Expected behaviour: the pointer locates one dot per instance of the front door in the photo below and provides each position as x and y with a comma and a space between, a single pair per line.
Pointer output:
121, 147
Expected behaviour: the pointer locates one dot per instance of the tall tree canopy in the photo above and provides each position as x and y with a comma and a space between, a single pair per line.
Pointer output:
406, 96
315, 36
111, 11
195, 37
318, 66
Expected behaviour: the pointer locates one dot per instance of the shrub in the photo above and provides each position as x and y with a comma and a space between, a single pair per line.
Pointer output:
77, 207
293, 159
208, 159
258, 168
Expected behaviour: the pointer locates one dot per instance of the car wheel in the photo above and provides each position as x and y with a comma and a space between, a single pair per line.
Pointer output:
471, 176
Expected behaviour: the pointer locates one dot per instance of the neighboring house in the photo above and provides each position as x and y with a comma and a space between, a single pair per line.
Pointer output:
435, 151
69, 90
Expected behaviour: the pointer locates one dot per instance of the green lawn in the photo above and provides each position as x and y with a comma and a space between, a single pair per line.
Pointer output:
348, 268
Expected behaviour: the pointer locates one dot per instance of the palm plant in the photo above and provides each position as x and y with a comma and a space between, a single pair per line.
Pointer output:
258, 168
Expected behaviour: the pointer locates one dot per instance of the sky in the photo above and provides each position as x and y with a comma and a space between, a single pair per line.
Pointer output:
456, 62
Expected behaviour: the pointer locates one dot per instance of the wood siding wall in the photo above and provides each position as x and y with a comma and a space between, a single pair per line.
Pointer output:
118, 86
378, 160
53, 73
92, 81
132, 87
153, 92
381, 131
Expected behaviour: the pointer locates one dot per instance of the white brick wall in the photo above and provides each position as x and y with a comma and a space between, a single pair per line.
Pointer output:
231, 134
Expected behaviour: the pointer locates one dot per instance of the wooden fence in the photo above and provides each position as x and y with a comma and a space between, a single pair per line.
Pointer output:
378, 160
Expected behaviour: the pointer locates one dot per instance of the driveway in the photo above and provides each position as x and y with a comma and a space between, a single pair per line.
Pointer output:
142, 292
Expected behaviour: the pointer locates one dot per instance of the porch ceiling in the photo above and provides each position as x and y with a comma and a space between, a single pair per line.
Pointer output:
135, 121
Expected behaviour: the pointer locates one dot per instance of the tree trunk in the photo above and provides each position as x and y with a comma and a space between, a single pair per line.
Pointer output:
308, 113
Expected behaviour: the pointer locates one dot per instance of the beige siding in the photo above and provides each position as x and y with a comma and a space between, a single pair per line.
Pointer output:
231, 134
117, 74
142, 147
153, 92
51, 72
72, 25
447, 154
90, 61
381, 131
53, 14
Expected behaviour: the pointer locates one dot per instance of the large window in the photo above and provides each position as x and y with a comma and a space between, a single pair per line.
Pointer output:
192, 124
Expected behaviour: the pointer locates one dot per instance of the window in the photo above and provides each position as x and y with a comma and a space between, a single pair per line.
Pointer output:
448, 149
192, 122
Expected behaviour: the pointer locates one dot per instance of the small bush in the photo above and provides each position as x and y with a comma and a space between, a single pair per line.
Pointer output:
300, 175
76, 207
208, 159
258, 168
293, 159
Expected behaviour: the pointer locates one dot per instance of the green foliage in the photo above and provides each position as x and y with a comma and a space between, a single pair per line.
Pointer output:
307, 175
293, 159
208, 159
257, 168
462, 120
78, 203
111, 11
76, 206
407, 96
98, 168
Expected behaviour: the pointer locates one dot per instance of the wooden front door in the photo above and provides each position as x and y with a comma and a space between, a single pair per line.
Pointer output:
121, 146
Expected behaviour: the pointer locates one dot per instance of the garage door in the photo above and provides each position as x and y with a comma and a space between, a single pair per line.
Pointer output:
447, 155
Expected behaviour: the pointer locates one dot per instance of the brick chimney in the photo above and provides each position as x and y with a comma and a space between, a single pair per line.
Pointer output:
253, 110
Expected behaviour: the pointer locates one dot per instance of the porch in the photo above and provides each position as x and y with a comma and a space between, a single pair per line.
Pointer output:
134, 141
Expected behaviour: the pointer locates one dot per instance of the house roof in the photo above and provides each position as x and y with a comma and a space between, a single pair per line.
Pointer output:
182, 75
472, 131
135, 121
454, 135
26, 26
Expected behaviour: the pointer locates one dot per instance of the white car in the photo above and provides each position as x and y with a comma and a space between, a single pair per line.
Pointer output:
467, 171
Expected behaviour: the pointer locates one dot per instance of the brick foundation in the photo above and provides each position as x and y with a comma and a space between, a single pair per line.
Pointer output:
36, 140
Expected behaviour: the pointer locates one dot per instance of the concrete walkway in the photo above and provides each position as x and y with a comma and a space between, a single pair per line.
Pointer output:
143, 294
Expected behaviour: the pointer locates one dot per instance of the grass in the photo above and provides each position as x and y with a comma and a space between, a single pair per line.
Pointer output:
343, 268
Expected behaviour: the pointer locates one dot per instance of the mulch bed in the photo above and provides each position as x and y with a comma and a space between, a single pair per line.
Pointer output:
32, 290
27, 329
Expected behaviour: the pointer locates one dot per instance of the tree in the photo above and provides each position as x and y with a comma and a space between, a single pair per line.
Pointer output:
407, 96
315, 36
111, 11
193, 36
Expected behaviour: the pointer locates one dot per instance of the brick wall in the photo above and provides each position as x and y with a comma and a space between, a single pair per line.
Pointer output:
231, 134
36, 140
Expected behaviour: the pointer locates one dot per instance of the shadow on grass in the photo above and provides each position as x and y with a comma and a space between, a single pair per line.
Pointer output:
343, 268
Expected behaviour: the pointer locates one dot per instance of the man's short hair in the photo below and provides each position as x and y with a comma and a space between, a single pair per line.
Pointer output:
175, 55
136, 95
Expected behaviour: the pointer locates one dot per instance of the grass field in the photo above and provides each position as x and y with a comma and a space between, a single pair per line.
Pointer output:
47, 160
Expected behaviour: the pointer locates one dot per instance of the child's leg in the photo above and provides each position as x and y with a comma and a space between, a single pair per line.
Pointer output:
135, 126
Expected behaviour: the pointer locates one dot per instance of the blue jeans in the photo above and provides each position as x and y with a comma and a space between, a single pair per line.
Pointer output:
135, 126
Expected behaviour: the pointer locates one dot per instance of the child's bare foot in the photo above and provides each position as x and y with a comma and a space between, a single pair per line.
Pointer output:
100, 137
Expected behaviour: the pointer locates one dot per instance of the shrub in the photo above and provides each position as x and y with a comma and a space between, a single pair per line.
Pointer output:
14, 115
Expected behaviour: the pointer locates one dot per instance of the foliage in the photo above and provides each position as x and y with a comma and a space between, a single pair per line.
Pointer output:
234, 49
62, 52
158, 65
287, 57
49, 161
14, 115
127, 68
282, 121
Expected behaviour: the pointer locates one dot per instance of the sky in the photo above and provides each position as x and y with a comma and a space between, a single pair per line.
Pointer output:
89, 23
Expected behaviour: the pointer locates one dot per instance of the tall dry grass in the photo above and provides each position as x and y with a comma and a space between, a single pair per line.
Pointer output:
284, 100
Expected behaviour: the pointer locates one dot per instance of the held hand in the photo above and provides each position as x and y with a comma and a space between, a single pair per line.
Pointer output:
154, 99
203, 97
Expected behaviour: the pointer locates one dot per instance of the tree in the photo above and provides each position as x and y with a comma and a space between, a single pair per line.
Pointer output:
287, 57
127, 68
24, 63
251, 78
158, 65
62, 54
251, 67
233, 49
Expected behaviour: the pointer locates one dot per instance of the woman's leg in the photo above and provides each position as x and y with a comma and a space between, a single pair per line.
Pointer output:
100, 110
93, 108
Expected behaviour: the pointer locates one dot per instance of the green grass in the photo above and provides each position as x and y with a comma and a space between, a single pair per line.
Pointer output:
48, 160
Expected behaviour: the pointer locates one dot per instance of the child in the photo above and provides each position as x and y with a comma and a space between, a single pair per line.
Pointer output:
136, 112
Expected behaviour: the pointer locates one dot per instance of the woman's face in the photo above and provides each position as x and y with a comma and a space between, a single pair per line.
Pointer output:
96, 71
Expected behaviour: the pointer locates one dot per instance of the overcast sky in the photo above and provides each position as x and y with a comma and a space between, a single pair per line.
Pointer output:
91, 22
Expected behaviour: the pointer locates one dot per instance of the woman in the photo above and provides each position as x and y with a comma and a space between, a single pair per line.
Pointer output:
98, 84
────────────────────────────────────────
* _REQUIRED WORK_: Reproduce only the lines running from the one with "the green grass" through the final line of the listing above, both ends included.

* _FULL ANSWER_:
Expected behaviour: the pointer locates one dot per instance of the green grass in the photo above and provides each position as x and y with a comma and a space between, a single pair per line.
Pointer output:
48, 160
Expected behaviour: the pointer locates one dot per instance of the child in the photo above and provides each position as x and y with a comma and a space between, a single pair per line.
Pointer output:
136, 112
Expected behaviour: the pointer locates one dot per instance of the woman's face in the photo above and provides each position as x and y with a comma and a space between, a single pair per line.
Pointer output:
96, 71
Expected behaviour: the pointer locates one dot per instance of the overcast sky in the photo above and provides each position as x and y with a comma and a space between, a single pair per line.
Pointer output:
91, 22
Expected behaviour: the pointer locates one dot per instance of the woman in the photo above and provides each position as x and y with a comma and a space between, a single pair per line.
Pointer output:
98, 84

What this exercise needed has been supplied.